> [TASK PROMPT] Would you set down all of the entries below exactly as they stand?

(STUDY MATERIAL begins)

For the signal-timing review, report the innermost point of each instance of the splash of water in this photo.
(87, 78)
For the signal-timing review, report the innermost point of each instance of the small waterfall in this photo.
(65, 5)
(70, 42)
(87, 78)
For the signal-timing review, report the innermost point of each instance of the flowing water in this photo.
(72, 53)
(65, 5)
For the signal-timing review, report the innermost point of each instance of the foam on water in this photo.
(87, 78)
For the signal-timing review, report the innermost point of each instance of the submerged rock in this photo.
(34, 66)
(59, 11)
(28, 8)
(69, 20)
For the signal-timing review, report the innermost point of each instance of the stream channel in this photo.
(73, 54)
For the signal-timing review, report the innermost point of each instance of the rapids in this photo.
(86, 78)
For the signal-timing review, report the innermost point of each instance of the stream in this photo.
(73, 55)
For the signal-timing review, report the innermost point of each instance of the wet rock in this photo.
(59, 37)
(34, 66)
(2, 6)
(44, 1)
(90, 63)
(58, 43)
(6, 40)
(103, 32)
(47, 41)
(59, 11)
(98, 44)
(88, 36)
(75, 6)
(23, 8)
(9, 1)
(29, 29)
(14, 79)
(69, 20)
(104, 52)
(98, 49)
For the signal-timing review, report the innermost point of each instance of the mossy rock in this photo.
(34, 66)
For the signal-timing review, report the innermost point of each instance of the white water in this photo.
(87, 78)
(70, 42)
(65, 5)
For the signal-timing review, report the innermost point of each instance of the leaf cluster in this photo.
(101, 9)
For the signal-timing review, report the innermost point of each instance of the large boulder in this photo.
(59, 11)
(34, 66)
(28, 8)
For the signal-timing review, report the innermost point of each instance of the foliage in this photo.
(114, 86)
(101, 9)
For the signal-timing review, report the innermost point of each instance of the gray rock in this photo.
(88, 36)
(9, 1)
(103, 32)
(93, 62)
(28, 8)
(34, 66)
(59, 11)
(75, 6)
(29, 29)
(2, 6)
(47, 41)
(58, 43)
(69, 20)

(STUDY MATERIAL ends)

> [TASK OUTPUT]
For the signal-timing review, report the innermost point of each instance of the splash of water in this photo.
(87, 78)
For the signal-timing review, report the innermost point of each instance of the small waterfall in this photo.
(65, 5)
(70, 42)
(87, 78)
For the signal-timing review, report the innermost point of each instance of the flowing water in this photo.
(72, 53)
(65, 5)
For the signal-timing review, report the innermost point of each instance of the foam on water in this photo.
(87, 78)
For the signal-timing review, report the innermost point of each instance of the submerged rock in this photo.
(34, 66)
(59, 11)
(28, 8)
(69, 20)
For the signal-timing review, report the innermost point of each instance of the stream channel in this photo.
(73, 54)
For the signal-timing review, report the innermost point of each instance of the rapids in this photo.
(86, 78)
For the signal-timing review, report the innermost point of each instance of the stream in this photo.
(73, 55)
For the signal-timing review, report the innermost point of each instance of the wet rock in this photo.
(59, 37)
(34, 66)
(2, 6)
(44, 1)
(90, 63)
(58, 43)
(6, 40)
(103, 32)
(47, 41)
(59, 11)
(98, 44)
(88, 36)
(75, 6)
(23, 8)
(9, 1)
(29, 29)
(14, 79)
(69, 20)
(104, 52)
(98, 49)
For the signal-timing review, report the innermost point of each instance of the mossy rock in this photo.
(34, 66)
For the signal-timing review, report the innermost point of each instance of the white water in this photo.
(87, 78)
(70, 42)
(65, 5)
For the signal-timing review, report the innermost point of each instance of the leaf cluster in this photo.
(101, 9)
For the signal-timing review, report the innermost point of each instance of the large boulder in this photo.
(59, 11)
(34, 66)
(28, 8)
For the signal-timing review, report the innermost point of each instance of the foliage in this photo.
(114, 86)
(101, 9)
For the signal-timing review, report the innermost point of each instance of the gray rock in this photo.
(88, 36)
(9, 1)
(103, 32)
(93, 62)
(28, 8)
(34, 66)
(59, 11)
(75, 6)
(29, 29)
(2, 6)
(47, 41)
(58, 43)
(69, 20)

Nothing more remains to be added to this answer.